Problem A
Answer these questions about the blog post on Bo's recovery, marking each answer (i), (ii) or (iii):
(i) Where does Bo spend most of the day?
(ii) Why has Bo started noticing how much he laughs?
(iii) According to the post, how wide is the wound?
Problem B
List every detail the blog post on Bo's recovery gives about his incision or wound.
Problem C
Continue the blog post about Bo's recovery from the point where it stops.

Sunday, April 11, 2010

Slow better win the race


The healing process is going slowly around here. Bo is pretty much in the rocking chair all day. Even sitting in the dining room chairs is difficult after a short time. But, he’s not letting it get him down, still just as goofy and weird. Although he’s now realizing how much he laughs, since laughing hurts his incision. By the way, his incision is high up in the groin area or lower abdomen; it means every movement pulls the staples. Yeah ouch is right.


So heads up, vasectomy a slightly annoying irritation, but having surgery done in the groin area that results in staples and a wound about 4 inches across, LOTS OF PAIN.

Records in a dataset
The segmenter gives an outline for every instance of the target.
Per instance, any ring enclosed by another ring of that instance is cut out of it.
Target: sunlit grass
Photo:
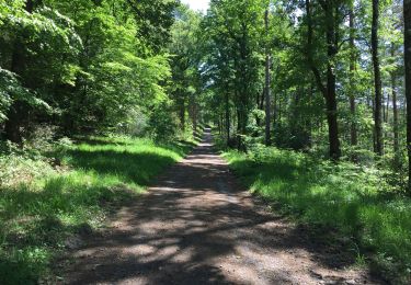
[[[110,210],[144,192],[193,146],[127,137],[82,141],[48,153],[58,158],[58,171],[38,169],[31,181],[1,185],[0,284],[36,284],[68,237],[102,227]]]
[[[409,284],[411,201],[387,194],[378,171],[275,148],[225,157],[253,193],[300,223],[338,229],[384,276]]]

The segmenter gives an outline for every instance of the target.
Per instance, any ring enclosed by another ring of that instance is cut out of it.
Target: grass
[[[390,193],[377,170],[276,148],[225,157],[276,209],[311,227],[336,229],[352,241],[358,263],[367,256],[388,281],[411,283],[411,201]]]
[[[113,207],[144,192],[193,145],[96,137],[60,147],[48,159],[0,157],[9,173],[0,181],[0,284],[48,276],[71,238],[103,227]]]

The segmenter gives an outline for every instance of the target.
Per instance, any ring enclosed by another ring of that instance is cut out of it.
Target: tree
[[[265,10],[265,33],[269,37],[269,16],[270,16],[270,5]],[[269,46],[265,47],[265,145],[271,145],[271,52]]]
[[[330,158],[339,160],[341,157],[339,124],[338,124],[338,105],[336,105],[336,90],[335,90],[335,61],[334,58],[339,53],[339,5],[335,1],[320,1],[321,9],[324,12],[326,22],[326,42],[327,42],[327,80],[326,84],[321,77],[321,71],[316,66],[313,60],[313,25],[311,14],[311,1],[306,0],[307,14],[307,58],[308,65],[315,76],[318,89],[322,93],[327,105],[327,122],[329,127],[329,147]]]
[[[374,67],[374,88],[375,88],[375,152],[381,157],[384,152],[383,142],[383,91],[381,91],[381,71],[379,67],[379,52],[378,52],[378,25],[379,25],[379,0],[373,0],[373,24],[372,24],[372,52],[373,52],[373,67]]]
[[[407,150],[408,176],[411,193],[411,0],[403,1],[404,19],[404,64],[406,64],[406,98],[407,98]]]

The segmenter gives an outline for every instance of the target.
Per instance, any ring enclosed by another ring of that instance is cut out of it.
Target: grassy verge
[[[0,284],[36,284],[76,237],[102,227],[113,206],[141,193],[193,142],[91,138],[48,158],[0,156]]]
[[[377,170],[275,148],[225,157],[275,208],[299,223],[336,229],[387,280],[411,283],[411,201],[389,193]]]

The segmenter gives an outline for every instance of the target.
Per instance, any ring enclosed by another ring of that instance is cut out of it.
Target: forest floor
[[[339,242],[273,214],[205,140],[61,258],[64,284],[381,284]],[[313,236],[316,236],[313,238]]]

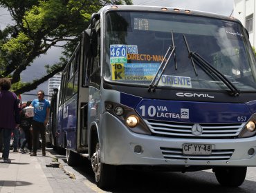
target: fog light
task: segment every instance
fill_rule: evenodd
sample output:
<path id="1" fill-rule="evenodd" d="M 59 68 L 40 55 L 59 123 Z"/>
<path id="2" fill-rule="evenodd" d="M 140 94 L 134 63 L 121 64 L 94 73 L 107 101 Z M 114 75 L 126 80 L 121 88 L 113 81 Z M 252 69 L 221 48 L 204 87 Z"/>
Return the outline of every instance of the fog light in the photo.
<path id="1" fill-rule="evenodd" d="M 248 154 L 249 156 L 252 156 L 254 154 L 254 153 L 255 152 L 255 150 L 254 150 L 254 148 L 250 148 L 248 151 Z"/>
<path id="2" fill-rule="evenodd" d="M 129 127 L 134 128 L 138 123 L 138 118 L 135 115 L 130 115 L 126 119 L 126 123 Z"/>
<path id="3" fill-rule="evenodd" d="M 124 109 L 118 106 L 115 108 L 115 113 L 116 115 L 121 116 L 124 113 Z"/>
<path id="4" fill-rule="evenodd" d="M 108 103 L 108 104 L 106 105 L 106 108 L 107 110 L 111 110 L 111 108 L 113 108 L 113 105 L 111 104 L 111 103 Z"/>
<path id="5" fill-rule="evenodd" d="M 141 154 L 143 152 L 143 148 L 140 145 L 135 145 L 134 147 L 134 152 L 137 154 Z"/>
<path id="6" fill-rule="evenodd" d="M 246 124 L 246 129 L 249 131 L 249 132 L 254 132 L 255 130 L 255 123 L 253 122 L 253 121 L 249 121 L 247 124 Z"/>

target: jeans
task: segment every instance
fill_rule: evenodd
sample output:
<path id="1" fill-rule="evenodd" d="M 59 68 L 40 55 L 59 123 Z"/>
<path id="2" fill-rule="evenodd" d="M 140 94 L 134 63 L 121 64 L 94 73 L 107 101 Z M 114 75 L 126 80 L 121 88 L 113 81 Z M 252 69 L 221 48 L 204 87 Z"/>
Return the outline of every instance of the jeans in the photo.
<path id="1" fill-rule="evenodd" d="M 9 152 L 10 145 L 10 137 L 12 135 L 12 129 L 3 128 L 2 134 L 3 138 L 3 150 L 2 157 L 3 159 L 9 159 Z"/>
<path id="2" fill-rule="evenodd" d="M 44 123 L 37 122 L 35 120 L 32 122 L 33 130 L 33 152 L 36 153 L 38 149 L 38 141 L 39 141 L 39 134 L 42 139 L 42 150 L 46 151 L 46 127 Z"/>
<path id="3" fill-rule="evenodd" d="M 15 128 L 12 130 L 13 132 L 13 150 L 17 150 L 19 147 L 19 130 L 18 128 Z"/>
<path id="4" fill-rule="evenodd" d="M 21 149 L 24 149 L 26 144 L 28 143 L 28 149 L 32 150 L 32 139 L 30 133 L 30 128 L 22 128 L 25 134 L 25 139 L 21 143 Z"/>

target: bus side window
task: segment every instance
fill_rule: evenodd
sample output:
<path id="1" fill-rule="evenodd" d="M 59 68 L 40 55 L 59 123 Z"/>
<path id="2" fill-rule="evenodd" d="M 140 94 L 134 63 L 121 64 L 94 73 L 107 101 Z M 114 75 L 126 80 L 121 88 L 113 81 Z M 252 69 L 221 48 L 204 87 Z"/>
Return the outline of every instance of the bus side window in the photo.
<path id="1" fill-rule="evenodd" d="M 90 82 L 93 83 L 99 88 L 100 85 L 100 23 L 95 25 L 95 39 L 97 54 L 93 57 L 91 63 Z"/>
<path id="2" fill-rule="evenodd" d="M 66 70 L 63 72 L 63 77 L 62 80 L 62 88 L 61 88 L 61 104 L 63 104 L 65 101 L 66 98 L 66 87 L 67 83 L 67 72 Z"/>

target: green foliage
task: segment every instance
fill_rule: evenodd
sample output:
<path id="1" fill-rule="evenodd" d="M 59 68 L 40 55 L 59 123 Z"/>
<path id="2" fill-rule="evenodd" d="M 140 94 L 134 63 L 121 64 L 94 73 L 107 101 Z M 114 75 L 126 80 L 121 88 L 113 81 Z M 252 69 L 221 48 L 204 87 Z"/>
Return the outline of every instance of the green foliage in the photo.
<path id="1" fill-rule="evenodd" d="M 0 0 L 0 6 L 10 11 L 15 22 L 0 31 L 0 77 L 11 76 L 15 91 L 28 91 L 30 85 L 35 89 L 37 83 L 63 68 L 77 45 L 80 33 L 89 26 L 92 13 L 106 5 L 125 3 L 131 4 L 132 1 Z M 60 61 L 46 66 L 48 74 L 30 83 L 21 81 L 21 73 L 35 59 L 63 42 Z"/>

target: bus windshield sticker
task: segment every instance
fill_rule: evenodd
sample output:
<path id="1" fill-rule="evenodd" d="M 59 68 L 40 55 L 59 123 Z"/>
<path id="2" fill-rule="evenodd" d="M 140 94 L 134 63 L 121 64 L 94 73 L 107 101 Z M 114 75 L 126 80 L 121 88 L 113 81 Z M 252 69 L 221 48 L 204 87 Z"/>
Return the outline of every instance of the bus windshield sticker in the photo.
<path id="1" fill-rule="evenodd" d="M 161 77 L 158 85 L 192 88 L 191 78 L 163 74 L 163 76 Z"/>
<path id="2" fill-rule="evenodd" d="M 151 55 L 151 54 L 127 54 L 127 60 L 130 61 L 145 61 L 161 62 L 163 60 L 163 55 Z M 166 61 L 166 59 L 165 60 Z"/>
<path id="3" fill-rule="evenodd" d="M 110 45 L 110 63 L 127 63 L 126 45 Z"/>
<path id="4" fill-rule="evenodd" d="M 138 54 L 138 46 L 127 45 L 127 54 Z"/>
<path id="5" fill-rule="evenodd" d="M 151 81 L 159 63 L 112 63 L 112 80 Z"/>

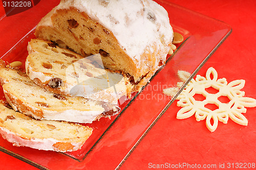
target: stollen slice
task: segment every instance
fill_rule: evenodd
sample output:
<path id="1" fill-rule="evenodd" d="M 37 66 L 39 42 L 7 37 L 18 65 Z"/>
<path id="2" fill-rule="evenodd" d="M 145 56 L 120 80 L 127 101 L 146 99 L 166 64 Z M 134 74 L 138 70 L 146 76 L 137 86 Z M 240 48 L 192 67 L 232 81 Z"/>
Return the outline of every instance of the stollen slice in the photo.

==

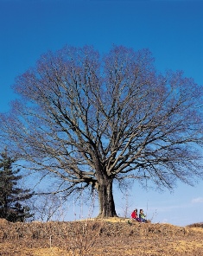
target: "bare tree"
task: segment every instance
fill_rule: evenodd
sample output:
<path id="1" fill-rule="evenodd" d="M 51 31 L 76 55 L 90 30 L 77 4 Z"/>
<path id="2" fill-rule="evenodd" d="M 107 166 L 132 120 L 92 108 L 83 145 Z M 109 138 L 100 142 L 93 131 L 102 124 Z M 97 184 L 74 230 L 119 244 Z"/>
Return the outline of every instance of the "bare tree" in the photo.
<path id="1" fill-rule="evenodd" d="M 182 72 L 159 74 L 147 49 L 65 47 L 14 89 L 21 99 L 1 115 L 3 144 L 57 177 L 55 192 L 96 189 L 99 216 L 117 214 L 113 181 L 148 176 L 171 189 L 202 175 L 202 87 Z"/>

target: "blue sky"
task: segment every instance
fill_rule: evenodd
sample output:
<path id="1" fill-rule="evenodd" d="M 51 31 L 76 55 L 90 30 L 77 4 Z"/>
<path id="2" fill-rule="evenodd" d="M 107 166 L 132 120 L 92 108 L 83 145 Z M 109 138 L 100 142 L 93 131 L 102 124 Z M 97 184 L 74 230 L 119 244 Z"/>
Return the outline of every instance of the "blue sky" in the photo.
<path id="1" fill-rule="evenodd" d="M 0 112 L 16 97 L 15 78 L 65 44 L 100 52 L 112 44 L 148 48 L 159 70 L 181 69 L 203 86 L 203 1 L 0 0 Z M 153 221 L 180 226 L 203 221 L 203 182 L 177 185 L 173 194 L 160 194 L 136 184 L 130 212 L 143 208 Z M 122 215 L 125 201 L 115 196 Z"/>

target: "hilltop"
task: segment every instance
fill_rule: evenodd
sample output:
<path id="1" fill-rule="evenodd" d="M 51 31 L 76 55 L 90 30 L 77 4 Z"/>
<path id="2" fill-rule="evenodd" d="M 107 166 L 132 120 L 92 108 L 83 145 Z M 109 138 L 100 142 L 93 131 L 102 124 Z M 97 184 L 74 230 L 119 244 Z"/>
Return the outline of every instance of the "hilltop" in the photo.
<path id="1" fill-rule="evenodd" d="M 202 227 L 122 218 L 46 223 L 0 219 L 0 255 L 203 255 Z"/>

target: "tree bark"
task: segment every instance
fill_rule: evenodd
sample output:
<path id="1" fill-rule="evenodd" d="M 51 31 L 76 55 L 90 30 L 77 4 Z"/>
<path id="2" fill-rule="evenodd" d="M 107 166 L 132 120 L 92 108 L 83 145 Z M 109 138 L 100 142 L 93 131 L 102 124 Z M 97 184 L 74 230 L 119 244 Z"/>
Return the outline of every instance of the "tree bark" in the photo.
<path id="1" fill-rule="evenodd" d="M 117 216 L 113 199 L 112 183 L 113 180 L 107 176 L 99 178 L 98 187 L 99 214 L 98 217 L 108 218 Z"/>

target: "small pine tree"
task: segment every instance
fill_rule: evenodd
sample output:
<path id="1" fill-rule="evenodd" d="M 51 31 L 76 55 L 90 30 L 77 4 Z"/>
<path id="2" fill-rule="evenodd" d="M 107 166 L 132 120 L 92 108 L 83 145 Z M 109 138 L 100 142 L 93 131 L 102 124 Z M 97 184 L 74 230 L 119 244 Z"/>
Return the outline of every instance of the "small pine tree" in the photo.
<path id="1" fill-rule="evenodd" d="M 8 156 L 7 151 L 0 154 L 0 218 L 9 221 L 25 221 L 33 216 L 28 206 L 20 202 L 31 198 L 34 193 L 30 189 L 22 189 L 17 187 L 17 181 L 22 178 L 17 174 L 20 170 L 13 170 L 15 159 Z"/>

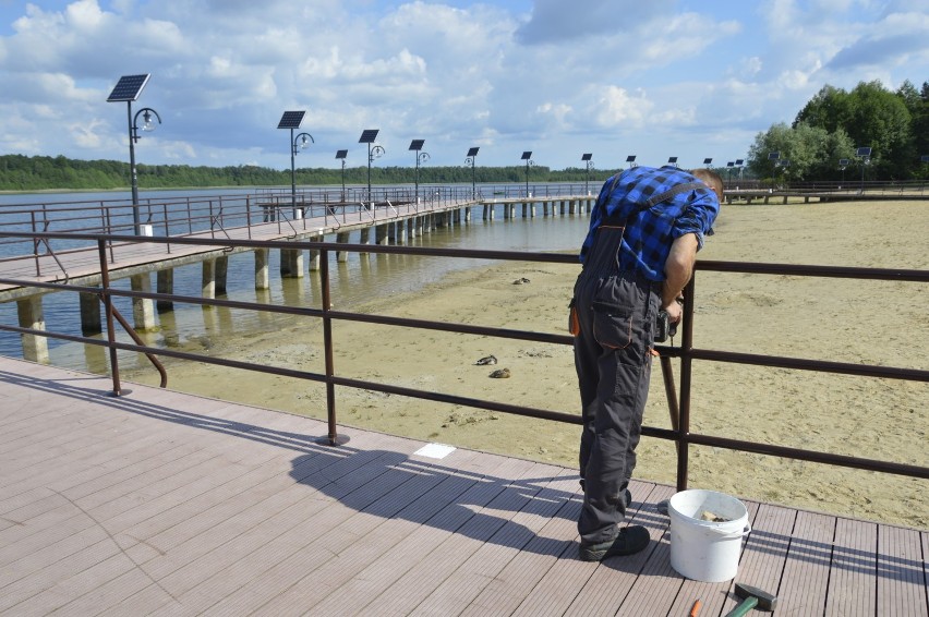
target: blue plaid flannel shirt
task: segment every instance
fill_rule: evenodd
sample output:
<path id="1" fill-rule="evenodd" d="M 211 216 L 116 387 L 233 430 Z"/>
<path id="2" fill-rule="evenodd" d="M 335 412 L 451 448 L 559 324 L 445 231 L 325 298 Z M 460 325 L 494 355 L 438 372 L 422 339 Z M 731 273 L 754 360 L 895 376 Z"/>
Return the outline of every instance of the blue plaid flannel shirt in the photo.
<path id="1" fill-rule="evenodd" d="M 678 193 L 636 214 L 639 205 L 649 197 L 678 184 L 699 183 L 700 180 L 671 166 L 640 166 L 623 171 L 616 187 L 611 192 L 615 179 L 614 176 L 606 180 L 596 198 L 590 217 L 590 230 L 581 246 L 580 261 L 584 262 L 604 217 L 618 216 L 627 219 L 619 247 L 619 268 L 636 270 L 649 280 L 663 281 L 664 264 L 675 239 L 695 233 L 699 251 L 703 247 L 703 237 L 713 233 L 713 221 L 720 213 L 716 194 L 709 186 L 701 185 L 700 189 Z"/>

Your response A
(i) In the rocking chair.
(ii) Laughing hurts his incision.
(iii) About 4 inches across.

Your response B
- It hurts when he laughs.
- It is high up in the groin area or lower abdomen.
- Every movement pulls the staples.
- It is closed with staples.
- The wound is about 4 inches across.

Your response C
Having his mom here has been amazing. I know she’s bored off her butt, but she’s helping me with the kids and cleaning. I think I would have pulled out my hair at this point if it wasn’t for her. Jocelyn is teething = extreme cranky child. Bailey wants to play and doesn’t like/understand that Daddy can’t play. Then there’s Bo, who is finally able to walk to the kitchen to get something, but still needs most things done for him. It’s been tough, tougher for him I know, but she’s been a huge help. Thank you so very much, Bonnie.

When your partner isn’t there or able to help, it hits you just how much they do help and how much you count on them. Even though she’s been a huge help, it’s not the same, it’s not him. He can’t help me get the kids ready for the day or for bed. He can’t help me get dinner completed and the table set. He can’t hold me at night while we sleep. He can sit and observe and help with his voice, and that’s it. It’s tough, for all of us and it seems to be dragging on so slowly.

Since this operation I have:

Gone grocery shopping by myself for the first time in I don’t know how long. It’s a family affair, so being alone was weird and very lonely.

I mowed the backyard! Ha yup me, drove a riding lawn mower and mowed! BY MYSELF. The last time I mowed was like 10 years ago…I think anyway.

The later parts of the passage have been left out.